**Task set**.
**A)** In the article about the Justice Department's immigration-related prosecutions, what offense was the New Jersey lawmaker charged with?
**B)** Write the next part of the article about the Justice Department's immigration-related prosecutions, continuing from its final paragraph.

**Document passage**.
Cross the Trump administration on immigration, and you will pay.
That’s the apparent message behind two prosecutions that Trump’s Justice Department has launched against officials in the other co-equal branches of government.
Last month, prosecutors arrested a Wisconsin judge for allegedly helping an undocumented immigrant leave a courthouse. Then, this week, prosecutors charged a New Jersey lawmaker with assault after a scuffle outside an immigration detention center.
It’s no coincidence that both cases target perceived opponents of Trump’s signature issue. The president has pushed all manner of boundaries in his second term, facing off against courts and Congress at every turn. But in seeking to enact his mass deportation plan, he has tested constitutional limits most brazenly.
The criminal charges against Milwaukee County Circuit Judge Hannah Dugan and Democratic Rep. LaMonica McIver are the latest examples of Trump’s provocative constitutional warfare. Judges and lawmakers have broad immunity from criminal charges connected to their official duties, and prosecutors historically have been reluctant to challenge that immunity.
“There’s nothing really to parallel this sort of full-on attack on the coordinate branches,” said Stanley Brand, a former general counsel to the House of Representatives. “They’ve opened another new chapter in interbranch relations.”
Trump’s allies say he has an electoral mandate to implement his immigration crackdown, a personal conviction about the issue and broad legal authority to act. Judges and lawmakers who are impeding that effort are trampling on a core presidential power, they say.

**Information shown**.
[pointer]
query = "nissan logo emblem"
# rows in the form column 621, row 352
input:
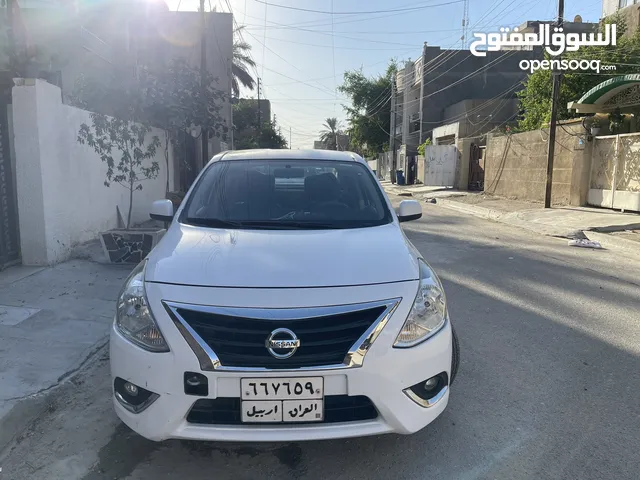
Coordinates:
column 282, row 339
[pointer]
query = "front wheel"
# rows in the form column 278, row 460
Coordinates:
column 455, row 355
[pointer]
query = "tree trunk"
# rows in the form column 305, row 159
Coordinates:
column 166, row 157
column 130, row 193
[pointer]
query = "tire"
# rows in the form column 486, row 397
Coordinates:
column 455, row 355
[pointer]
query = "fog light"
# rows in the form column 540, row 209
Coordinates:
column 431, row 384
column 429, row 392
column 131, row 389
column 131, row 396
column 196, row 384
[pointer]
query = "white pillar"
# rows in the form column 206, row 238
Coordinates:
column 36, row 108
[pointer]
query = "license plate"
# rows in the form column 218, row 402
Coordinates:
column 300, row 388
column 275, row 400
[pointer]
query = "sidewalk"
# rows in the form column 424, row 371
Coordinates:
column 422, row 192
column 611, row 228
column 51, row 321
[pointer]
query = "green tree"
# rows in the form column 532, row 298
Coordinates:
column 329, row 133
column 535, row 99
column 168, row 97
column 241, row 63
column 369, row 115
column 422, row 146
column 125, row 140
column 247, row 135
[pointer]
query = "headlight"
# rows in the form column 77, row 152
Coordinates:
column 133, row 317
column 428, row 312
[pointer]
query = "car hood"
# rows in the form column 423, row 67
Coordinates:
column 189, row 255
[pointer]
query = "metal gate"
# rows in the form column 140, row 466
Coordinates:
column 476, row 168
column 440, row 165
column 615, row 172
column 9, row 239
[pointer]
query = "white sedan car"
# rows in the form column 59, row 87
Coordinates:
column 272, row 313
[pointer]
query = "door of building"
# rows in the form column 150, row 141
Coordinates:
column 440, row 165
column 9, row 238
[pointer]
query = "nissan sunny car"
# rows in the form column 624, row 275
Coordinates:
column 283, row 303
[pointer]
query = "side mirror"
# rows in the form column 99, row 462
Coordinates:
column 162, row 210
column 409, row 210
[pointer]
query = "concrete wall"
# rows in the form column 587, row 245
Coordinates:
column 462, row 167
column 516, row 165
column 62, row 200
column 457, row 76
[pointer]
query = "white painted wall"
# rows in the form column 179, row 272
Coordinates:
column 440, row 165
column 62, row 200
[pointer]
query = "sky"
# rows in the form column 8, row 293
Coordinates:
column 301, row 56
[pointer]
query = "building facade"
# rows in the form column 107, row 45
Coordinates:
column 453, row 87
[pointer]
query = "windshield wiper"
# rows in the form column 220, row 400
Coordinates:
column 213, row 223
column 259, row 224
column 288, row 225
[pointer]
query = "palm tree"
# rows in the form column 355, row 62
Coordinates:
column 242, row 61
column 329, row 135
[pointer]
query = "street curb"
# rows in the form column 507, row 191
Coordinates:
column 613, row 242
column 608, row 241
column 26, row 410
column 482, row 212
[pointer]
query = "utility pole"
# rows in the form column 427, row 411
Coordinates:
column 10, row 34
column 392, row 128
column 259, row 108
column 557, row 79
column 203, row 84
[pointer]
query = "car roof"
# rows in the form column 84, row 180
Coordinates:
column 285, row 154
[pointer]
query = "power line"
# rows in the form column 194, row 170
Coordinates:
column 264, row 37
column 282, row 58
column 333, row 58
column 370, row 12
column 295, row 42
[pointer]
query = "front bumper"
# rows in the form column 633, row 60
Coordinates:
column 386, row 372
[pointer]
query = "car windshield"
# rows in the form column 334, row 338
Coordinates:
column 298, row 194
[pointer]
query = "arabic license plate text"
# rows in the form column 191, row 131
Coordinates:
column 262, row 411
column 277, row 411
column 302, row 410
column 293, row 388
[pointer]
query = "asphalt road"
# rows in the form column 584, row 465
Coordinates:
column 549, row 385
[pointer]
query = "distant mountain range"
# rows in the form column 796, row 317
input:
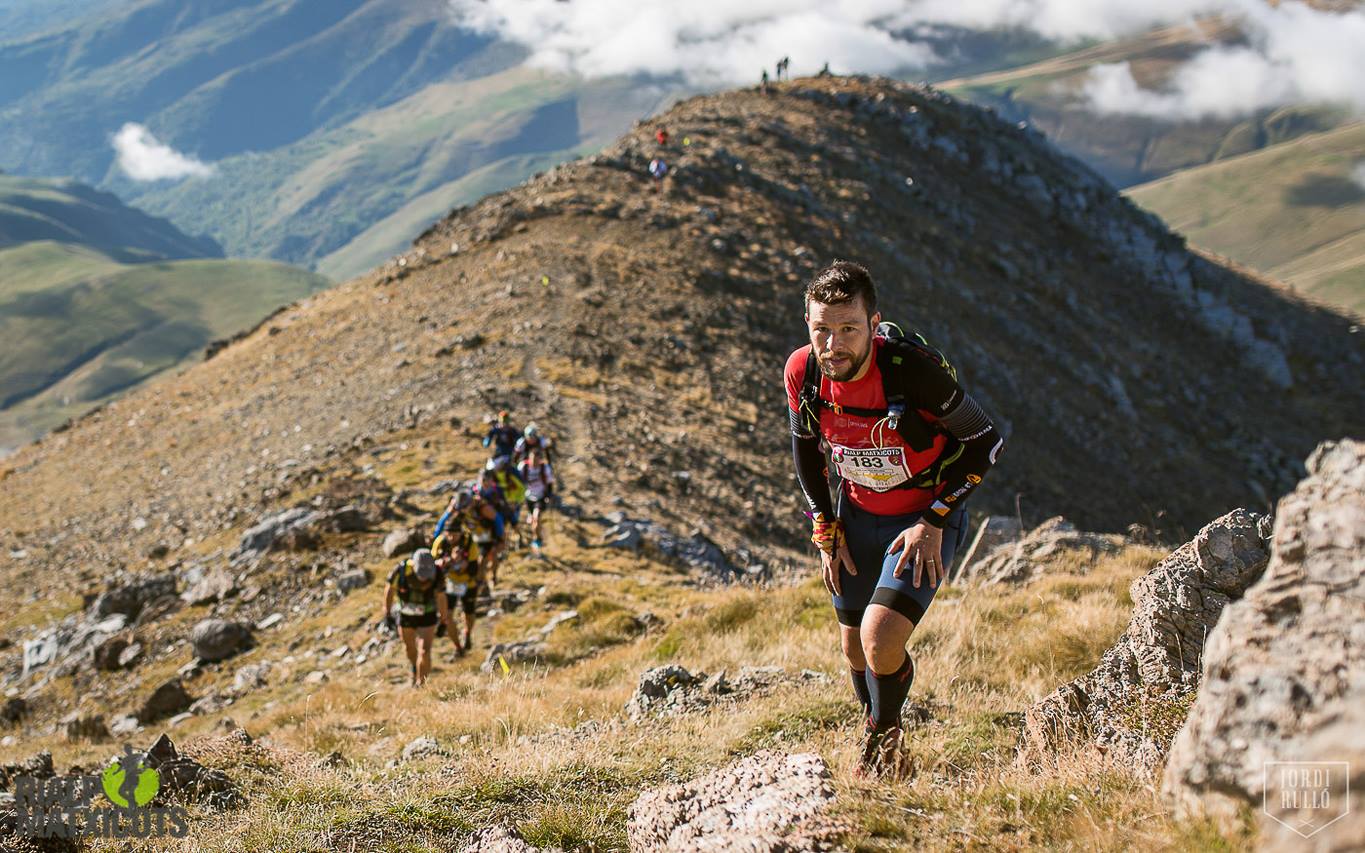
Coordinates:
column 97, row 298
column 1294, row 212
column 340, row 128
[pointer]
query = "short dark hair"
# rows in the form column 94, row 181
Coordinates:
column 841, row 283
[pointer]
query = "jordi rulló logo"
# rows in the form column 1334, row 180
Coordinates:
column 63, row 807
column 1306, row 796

**Answers**.
**A)** Assault.

**B)**
“This is a defensive response by the administration to an assault on the law, on immigration law in particular,” said Mark Krikorian, executive director of the conservative Center for Immigration Studies. He added that he believed the left has coalesced against Trump’s immigration agenda because it is the president’s “marquee issue.”
But Trump critics contend the intensity of the pushback Trump has received from judges and Democratic lawmakers is because so many of his policy moves push the legal envelope — and because his administration has shown signs of defiance in the face of court orders.
And in the clashes with the other branches, the administration’s posture has hardly been solely defensive. In addition to launching charges against Dugan and McIver, the Justice Department has sued Democratic-run cities, counties and states for failing to cooperate with federal immigration authorities. Justice Department spokespeople did not respond to a request for comment on the department’s growing conflicts with the other branches of government.
The attacks have emanated directly from the White House, too. When a federal judge in Washington, D.C., ruled against Trump’s bid to swiftly deport people deemed “alien enemies,” Trump himself called for the judge’s impeachment.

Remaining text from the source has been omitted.